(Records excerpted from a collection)
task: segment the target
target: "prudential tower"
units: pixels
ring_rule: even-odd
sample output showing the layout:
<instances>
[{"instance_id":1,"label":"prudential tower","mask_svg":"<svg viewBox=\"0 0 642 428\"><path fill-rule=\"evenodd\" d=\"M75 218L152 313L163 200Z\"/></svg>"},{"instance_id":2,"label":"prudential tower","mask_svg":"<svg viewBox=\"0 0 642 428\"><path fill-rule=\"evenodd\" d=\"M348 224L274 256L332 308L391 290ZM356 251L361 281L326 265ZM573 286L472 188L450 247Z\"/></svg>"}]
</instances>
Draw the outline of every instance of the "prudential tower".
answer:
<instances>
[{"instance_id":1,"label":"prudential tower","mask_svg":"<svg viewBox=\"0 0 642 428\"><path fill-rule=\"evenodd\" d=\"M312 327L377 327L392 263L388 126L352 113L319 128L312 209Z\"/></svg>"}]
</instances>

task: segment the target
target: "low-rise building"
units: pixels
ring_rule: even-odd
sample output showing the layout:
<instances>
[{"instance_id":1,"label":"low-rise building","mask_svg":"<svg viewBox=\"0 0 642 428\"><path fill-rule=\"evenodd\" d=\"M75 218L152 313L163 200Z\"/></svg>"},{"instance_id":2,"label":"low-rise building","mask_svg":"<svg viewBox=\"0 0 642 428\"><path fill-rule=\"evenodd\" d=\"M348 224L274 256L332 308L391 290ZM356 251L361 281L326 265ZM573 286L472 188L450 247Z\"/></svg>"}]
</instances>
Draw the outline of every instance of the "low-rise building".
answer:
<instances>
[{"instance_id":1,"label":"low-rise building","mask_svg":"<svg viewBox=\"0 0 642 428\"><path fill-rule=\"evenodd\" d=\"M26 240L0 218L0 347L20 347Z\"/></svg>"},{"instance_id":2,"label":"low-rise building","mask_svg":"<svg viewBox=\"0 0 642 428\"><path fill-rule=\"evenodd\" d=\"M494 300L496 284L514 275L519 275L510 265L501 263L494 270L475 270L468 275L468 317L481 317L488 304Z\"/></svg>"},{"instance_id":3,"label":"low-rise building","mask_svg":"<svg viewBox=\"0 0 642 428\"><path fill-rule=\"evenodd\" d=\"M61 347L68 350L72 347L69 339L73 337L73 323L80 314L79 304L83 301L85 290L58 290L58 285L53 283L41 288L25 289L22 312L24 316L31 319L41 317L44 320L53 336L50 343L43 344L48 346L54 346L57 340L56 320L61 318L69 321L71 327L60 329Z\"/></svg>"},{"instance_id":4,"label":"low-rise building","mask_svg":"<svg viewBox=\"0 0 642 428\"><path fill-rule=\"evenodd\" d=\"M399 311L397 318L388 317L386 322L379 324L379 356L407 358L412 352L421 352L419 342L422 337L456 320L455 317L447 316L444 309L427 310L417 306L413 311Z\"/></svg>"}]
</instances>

Exercise directions
Print back all the lines verbatim.

Full response
task: segment the target
target: "prudential tower"
units: pixels
ring_rule: even-odd
sample output showing the layout:
<instances>
[{"instance_id":1,"label":"prudential tower","mask_svg":"<svg viewBox=\"0 0 642 428\"><path fill-rule=\"evenodd\" d=\"M75 218L152 313L163 200Z\"/></svg>"},{"instance_id":2,"label":"prudential tower","mask_svg":"<svg viewBox=\"0 0 642 428\"><path fill-rule=\"evenodd\" d=\"M348 224L274 256L332 308L391 290ZM356 251L361 281L326 265ZM573 286L472 188L450 247Z\"/></svg>"}]
</instances>
Draw the outline of every instance of the "prudential tower".
answer:
<instances>
[{"instance_id":1,"label":"prudential tower","mask_svg":"<svg viewBox=\"0 0 642 428\"><path fill-rule=\"evenodd\" d=\"M312 327L377 327L392 263L388 126L352 113L319 128L312 209Z\"/></svg>"}]
</instances>

task: segment the target
target: "low-rise building"
units: pixels
ring_rule: even-odd
sample output showing the layout:
<instances>
[{"instance_id":1,"label":"low-rise building","mask_svg":"<svg viewBox=\"0 0 642 428\"><path fill-rule=\"evenodd\" d=\"M75 218L152 313L163 200Z\"/></svg>"},{"instance_id":2,"label":"low-rise building","mask_svg":"<svg viewBox=\"0 0 642 428\"><path fill-rule=\"evenodd\" d=\"M348 224L274 256L332 308L391 290ZM356 251L361 281L326 265ZM573 286L472 188L450 247Z\"/></svg>"}]
</instances>
Draw the outline of every instance of the "low-rise building".
answer:
<instances>
[{"instance_id":1,"label":"low-rise building","mask_svg":"<svg viewBox=\"0 0 642 428\"><path fill-rule=\"evenodd\" d=\"M26 240L0 218L0 347L20 347Z\"/></svg>"},{"instance_id":2,"label":"low-rise building","mask_svg":"<svg viewBox=\"0 0 642 428\"><path fill-rule=\"evenodd\" d=\"M494 300L496 284L514 275L519 275L510 265L501 263L494 270L475 270L468 275L468 317L481 317L488 304Z\"/></svg>"},{"instance_id":3,"label":"low-rise building","mask_svg":"<svg viewBox=\"0 0 642 428\"><path fill-rule=\"evenodd\" d=\"M61 347L68 350L72 347L69 339L73 337L73 323L80 314L79 304L83 301L85 290L58 290L58 285L53 283L41 288L25 289L22 312L24 316L31 319L41 317L44 320L53 336L50 343L43 344L48 346L54 346L57 340L56 320L61 318L69 321L71 327L60 329Z\"/></svg>"},{"instance_id":4,"label":"low-rise building","mask_svg":"<svg viewBox=\"0 0 642 428\"><path fill-rule=\"evenodd\" d=\"M399 311L397 318L388 317L386 322L379 324L379 356L407 358L412 352L421 352L419 342L422 337L456 320L455 317L447 316L444 309L427 310L417 306L413 311Z\"/></svg>"}]
</instances>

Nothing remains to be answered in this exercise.